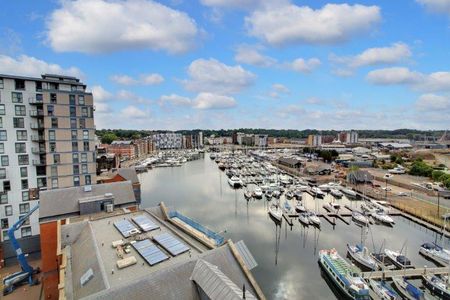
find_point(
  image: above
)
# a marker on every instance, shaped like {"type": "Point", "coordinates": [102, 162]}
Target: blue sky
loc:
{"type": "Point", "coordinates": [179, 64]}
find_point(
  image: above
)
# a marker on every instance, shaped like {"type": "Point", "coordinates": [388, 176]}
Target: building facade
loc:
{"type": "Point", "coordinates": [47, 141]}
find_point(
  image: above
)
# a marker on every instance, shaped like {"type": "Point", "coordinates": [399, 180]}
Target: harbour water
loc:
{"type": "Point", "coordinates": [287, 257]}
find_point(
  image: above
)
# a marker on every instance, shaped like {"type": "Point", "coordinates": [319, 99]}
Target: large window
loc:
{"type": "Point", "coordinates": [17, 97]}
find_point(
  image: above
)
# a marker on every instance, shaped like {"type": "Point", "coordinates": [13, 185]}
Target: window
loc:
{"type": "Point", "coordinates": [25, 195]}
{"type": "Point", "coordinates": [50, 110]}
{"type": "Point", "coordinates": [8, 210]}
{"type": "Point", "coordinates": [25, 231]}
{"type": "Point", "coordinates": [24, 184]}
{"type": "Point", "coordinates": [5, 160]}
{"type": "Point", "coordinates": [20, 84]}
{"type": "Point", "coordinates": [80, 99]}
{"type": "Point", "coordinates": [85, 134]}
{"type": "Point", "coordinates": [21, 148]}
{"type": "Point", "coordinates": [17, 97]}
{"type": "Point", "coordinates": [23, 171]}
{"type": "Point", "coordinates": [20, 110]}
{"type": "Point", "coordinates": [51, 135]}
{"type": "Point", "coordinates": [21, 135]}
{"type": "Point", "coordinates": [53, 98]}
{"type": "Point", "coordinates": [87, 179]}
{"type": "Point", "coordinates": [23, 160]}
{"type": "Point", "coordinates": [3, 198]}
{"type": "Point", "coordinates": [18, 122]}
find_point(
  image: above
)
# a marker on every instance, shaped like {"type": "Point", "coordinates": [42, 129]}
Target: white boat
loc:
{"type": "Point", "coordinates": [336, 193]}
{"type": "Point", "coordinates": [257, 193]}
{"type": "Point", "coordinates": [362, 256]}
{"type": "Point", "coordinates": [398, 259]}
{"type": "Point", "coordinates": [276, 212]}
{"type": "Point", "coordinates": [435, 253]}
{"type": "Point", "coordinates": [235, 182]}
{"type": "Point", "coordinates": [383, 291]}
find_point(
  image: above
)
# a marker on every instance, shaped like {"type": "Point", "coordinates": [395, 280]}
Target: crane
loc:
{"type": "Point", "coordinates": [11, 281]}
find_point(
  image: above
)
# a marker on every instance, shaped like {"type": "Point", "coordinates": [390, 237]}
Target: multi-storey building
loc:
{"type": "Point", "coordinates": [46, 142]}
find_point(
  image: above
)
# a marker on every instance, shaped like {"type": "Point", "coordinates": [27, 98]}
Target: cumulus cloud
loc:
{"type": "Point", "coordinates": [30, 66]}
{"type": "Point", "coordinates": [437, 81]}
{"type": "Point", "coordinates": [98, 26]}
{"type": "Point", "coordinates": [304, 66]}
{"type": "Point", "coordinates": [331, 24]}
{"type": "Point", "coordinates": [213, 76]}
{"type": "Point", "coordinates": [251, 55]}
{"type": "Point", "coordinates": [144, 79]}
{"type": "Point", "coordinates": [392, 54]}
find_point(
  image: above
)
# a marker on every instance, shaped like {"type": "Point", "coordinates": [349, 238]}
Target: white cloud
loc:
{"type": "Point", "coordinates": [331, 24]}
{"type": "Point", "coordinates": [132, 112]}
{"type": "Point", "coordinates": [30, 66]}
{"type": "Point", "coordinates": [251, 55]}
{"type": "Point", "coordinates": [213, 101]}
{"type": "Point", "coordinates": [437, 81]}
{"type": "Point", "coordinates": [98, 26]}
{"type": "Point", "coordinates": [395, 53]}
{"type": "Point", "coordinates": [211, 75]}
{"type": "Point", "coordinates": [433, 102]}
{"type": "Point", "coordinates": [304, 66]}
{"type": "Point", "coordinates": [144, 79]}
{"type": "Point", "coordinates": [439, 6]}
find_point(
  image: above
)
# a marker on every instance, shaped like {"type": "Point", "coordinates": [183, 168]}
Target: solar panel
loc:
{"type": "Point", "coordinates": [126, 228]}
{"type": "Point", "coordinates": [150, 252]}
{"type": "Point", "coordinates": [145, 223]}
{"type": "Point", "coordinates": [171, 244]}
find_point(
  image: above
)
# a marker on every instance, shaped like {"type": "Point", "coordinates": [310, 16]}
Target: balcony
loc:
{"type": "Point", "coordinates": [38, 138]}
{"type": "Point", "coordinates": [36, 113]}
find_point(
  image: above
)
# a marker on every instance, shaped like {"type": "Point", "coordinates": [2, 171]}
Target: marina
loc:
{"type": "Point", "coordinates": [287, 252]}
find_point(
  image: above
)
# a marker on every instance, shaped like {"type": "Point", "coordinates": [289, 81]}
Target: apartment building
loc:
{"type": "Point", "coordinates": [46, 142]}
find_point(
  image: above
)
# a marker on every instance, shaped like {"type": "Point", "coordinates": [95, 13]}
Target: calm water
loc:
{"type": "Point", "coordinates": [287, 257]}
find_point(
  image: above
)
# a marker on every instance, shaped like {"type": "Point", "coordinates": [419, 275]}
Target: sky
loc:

◆ ◆ ◆ ◆ ◆ ◆ ◆

Gestellte Aufgabe
Welche Zeilen der Einträge oben enthalten die Zeichenfolge „building“? Gib jede dieser Zeilen unverändert zurück.

Das Ergebnis
Target: building facade
Target: multi-storey building
Target: apartment building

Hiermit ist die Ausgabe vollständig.